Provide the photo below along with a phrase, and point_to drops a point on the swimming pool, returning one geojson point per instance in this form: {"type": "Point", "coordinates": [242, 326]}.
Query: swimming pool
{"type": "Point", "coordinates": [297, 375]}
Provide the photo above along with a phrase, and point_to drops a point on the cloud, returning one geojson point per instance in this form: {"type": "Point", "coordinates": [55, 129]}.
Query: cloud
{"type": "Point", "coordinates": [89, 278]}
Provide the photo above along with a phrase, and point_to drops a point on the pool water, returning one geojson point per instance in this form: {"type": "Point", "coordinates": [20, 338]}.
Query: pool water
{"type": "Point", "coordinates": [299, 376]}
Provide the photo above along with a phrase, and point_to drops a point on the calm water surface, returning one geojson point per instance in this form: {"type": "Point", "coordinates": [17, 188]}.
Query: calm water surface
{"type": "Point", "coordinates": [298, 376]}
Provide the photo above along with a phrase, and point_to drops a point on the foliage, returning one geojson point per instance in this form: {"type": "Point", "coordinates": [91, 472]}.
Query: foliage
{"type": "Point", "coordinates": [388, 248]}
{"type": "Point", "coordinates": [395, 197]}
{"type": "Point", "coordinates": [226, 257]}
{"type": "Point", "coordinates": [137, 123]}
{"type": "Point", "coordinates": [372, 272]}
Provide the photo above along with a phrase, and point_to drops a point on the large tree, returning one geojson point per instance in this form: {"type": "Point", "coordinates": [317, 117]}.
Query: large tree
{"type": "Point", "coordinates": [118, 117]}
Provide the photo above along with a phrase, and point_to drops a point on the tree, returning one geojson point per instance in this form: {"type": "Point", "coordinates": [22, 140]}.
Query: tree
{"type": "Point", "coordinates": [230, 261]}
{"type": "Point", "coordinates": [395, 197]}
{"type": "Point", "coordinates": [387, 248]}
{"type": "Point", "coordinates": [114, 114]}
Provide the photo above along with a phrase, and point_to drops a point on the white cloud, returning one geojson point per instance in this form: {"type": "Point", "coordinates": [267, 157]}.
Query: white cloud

### [Requirements]
Print exactly the lines from the one with "on the pool" through the end of the data, inclusive.

### [The response]
Provide the photo above along with a phrase, and point_to drops a point on the pool water, returning one geojson point per instance in this form: {"type": "Point", "coordinates": [20, 338]}.
Query: pool water
{"type": "Point", "coordinates": [299, 376]}
Provide the photo above along with a phrase, and point_to drops a point on the calm water surface, returning one geojson point per instance in this form: {"type": "Point", "coordinates": [17, 188]}.
Query: calm water surface
{"type": "Point", "coordinates": [298, 376]}
Provide the photo above along with a phrase, and point_to drops a point on the foliage, returning one geojson point per instance in this form: {"type": "Point", "coordinates": [91, 472]}.
Query: foliage
{"type": "Point", "coordinates": [388, 248]}
{"type": "Point", "coordinates": [395, 197]}
{"type": "Point", "coordinates": [226, 257]}
{"type": "Point", "coordinates": [137, 123]}
{"type": "Point", "coordinates": [372, 272]}
Provide the photo above along with a phrase, and point_to drops a point on the large tree, returning one geojson point per instance in this form: {"type": "Point", "coordinates": [317, 117]}.
Query: large tree
{"type": "Point", "coordinates": [118, 117]}
Provide the photo above along with a phrase, and point_to drops a point on the tree, returning one geojson point per instance in this form: {"type": "Point", "coordinates": [22, 140]}.
Query: tree
{"type": "Point", "coordinates": [230, 261]}
{"type": "Point", "coordinates": [395, 197]}
{"type": "Point", "coordinates": [387, 248]}
{"type": "Point", "coordinates": [114, 114]}
Provide the photo above along with a phrase, and point_to drops a point on the white cloud, returning one geojson point per instance in this form: {"type": "Point", "coordinates": [267, 157]}.
Query: white cloud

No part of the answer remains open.